Region pointing data:
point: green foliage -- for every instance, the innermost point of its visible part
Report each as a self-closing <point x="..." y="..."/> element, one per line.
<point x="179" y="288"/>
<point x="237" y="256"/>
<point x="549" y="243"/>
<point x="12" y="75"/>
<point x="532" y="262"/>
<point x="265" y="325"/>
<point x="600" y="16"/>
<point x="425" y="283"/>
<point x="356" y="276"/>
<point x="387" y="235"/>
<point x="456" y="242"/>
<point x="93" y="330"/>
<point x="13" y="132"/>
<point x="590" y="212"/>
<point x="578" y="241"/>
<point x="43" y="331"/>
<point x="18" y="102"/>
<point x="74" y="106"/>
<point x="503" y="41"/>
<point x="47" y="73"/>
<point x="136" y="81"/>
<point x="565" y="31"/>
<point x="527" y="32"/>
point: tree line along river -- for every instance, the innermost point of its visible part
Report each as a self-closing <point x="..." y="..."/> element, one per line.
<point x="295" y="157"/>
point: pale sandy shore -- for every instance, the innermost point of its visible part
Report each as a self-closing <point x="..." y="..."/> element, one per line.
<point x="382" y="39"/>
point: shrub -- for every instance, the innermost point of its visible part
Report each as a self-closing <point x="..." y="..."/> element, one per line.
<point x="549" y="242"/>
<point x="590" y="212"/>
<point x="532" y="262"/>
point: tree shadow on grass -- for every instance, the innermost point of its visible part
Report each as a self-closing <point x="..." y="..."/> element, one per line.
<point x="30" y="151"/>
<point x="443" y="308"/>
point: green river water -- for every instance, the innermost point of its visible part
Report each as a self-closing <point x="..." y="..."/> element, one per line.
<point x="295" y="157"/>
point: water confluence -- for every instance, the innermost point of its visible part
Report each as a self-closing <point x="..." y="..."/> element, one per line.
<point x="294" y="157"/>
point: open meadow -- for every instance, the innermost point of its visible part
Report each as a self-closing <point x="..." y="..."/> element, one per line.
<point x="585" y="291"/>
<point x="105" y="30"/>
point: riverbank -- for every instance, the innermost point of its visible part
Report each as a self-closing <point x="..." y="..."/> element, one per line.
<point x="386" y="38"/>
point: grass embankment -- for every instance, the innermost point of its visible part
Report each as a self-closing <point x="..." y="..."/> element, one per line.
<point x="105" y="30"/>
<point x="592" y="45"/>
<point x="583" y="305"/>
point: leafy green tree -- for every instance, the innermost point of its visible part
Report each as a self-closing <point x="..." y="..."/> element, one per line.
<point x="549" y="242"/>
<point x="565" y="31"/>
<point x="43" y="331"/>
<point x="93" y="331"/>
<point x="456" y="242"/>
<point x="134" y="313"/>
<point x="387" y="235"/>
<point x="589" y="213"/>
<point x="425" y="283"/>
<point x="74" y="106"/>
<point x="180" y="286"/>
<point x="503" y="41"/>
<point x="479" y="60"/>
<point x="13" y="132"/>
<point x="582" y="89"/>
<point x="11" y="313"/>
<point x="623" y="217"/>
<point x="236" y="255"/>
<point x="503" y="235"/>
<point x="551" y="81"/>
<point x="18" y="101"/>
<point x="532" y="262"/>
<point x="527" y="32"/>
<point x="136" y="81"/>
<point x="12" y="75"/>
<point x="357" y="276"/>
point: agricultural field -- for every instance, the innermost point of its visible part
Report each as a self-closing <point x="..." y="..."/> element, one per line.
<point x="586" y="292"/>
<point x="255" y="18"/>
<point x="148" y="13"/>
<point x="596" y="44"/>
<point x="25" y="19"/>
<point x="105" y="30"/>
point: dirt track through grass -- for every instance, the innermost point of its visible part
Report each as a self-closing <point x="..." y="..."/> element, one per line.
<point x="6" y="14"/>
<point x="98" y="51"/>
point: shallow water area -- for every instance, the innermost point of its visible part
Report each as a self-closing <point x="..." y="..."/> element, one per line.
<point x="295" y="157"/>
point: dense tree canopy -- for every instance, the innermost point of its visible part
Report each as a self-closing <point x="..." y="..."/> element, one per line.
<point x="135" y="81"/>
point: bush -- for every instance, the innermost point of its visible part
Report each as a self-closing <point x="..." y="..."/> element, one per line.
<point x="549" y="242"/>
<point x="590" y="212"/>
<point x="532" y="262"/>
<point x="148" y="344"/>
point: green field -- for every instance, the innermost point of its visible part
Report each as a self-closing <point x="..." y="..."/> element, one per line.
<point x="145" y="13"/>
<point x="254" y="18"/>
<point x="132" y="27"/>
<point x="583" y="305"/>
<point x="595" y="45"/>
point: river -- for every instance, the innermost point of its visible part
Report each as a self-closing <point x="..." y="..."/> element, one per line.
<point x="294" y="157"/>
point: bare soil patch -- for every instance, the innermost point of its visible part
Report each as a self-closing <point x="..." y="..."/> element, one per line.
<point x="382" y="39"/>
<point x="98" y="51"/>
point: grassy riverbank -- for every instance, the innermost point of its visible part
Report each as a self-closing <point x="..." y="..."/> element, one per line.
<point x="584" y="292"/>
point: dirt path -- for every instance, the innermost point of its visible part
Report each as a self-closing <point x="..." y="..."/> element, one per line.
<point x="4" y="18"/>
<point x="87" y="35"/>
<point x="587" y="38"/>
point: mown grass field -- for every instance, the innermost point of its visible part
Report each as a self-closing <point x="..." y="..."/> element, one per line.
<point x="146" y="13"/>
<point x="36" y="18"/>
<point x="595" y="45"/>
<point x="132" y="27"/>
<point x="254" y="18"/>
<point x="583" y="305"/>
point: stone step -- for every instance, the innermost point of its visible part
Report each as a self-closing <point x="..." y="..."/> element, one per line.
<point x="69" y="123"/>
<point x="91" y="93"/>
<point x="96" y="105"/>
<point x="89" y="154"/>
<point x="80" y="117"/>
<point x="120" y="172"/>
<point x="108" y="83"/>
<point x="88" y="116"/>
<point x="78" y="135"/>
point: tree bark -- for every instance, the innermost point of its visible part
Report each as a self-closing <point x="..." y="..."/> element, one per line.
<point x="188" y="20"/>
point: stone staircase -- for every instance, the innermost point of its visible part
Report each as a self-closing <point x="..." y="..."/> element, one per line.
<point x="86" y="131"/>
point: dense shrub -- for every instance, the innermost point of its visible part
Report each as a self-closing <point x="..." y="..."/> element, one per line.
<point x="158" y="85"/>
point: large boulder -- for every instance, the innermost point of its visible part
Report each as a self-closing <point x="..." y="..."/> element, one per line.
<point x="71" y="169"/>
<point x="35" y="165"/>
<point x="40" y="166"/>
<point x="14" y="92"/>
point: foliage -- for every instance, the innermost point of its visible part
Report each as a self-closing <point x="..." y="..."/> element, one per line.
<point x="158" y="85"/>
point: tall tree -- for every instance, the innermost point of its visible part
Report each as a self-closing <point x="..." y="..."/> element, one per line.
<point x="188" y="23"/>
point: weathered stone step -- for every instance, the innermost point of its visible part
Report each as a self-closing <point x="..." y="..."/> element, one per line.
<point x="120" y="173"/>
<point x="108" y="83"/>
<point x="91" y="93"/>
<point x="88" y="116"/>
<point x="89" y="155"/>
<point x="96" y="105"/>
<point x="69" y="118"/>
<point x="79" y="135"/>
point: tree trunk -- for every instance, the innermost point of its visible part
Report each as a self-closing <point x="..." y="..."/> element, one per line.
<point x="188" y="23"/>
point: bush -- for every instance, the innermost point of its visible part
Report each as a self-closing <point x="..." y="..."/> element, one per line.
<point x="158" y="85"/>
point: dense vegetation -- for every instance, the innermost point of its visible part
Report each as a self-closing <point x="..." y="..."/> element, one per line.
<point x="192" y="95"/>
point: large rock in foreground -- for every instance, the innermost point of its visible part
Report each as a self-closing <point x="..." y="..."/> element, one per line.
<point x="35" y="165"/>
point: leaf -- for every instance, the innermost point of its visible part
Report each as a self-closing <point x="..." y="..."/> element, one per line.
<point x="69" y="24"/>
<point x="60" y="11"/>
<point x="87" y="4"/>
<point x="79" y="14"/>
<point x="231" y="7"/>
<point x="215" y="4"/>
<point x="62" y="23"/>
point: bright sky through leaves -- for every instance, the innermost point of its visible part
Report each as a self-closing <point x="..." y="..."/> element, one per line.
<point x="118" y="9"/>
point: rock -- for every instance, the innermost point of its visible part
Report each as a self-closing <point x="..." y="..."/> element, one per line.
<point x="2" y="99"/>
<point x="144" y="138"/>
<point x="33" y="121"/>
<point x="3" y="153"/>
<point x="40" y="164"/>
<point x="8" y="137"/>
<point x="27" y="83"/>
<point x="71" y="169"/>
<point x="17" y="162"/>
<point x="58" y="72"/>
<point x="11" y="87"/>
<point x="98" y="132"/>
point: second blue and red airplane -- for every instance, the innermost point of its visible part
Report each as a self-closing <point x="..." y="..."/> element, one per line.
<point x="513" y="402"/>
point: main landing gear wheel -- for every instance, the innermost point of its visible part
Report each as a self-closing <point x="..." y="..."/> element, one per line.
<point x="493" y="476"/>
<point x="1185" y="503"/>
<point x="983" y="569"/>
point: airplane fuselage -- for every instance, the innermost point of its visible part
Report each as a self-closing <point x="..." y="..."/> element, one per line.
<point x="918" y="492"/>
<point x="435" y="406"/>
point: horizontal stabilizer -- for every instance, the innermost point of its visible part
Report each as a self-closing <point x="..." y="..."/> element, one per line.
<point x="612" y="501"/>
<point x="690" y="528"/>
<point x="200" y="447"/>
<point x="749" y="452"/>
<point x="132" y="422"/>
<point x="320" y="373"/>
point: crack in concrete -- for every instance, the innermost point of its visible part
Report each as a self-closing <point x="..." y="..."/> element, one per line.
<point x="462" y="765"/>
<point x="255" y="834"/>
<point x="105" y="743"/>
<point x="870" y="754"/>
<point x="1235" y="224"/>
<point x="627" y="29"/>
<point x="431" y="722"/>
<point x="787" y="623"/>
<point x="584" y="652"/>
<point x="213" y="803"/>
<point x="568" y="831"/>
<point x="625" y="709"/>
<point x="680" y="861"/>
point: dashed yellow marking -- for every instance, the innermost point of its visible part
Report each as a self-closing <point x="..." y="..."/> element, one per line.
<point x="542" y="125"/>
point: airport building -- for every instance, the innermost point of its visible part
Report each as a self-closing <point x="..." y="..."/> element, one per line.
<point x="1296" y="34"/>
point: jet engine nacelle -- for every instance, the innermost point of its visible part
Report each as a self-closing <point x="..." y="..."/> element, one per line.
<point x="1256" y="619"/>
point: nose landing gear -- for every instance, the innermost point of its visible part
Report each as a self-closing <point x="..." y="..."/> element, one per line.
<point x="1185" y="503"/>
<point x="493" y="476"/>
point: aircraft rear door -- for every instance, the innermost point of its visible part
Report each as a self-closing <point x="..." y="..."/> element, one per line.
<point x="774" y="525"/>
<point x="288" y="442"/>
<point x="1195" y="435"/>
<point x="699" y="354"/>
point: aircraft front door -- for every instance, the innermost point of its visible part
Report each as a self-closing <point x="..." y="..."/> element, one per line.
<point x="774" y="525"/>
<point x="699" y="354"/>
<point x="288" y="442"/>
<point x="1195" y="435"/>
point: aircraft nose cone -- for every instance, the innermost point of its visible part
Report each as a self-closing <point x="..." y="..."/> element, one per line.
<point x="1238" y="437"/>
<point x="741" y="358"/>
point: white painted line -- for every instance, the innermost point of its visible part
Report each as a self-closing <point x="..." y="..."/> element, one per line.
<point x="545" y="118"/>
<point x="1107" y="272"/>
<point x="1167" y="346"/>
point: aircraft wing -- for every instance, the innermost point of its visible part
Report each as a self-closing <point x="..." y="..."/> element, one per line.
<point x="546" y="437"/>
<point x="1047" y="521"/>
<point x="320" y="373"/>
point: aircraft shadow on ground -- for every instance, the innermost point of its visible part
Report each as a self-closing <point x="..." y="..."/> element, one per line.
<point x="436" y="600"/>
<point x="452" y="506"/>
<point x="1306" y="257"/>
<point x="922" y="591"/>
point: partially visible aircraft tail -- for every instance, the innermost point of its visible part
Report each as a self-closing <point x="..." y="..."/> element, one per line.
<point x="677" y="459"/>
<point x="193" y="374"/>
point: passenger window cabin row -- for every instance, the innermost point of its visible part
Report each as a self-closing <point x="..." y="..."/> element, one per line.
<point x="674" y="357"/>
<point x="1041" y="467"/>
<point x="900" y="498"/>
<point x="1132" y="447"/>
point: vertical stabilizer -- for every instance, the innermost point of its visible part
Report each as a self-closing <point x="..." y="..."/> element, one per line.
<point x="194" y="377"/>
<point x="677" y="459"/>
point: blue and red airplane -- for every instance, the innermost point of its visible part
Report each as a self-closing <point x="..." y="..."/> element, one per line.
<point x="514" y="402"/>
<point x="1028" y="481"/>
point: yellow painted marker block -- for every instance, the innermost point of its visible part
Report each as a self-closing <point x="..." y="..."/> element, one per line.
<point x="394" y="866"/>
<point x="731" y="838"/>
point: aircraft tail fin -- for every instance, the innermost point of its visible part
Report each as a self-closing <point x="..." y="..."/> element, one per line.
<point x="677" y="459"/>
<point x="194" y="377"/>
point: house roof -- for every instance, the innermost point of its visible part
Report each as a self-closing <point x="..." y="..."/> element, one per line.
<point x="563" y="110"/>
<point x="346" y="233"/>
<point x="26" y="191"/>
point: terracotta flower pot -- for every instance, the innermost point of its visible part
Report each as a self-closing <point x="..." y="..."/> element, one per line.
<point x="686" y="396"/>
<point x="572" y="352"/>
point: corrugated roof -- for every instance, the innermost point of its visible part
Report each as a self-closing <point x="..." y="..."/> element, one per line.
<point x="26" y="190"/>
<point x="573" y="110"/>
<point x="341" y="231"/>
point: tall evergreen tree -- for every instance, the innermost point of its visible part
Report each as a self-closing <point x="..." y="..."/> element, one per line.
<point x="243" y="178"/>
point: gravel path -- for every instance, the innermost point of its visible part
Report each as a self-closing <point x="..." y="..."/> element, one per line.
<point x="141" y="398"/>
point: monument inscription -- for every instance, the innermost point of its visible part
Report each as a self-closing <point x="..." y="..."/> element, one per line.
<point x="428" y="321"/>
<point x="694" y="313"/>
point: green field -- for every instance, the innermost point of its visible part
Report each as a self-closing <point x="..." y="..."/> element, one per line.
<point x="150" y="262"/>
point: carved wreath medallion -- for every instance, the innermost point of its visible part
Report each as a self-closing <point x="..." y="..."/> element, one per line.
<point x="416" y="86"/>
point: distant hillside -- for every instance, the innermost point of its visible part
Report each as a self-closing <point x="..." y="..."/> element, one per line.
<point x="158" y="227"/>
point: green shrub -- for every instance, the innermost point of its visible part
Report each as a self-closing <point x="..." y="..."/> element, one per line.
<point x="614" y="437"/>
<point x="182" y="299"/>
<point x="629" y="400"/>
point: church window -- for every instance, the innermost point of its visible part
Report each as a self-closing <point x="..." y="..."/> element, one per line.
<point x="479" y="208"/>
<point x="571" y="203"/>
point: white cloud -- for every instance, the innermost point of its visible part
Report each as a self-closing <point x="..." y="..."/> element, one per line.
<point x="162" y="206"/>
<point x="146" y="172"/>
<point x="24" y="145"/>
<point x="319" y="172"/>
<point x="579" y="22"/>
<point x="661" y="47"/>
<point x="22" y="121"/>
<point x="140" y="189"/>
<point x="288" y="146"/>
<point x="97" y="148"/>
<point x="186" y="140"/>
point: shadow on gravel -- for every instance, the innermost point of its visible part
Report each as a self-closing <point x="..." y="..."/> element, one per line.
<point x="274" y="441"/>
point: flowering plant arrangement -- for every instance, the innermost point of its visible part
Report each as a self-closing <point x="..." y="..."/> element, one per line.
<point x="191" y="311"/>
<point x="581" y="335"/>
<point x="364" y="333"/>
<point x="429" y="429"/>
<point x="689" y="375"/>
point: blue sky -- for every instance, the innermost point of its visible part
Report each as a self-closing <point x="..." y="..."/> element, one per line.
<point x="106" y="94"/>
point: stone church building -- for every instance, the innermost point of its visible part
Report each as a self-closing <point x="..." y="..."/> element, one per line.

• _Action item_:
Gather every line from the entries above where the word "field" appears, and copy them.

• _Response_:
point: agricultural field -- for every instance, the innermost point of its visible part
point: green field -- for every instance, the innermost point of its visible part
point: mown grass field -- for every instance, the innermost point of its visible part
point: green field -- for every instance, the innermost point of its visible part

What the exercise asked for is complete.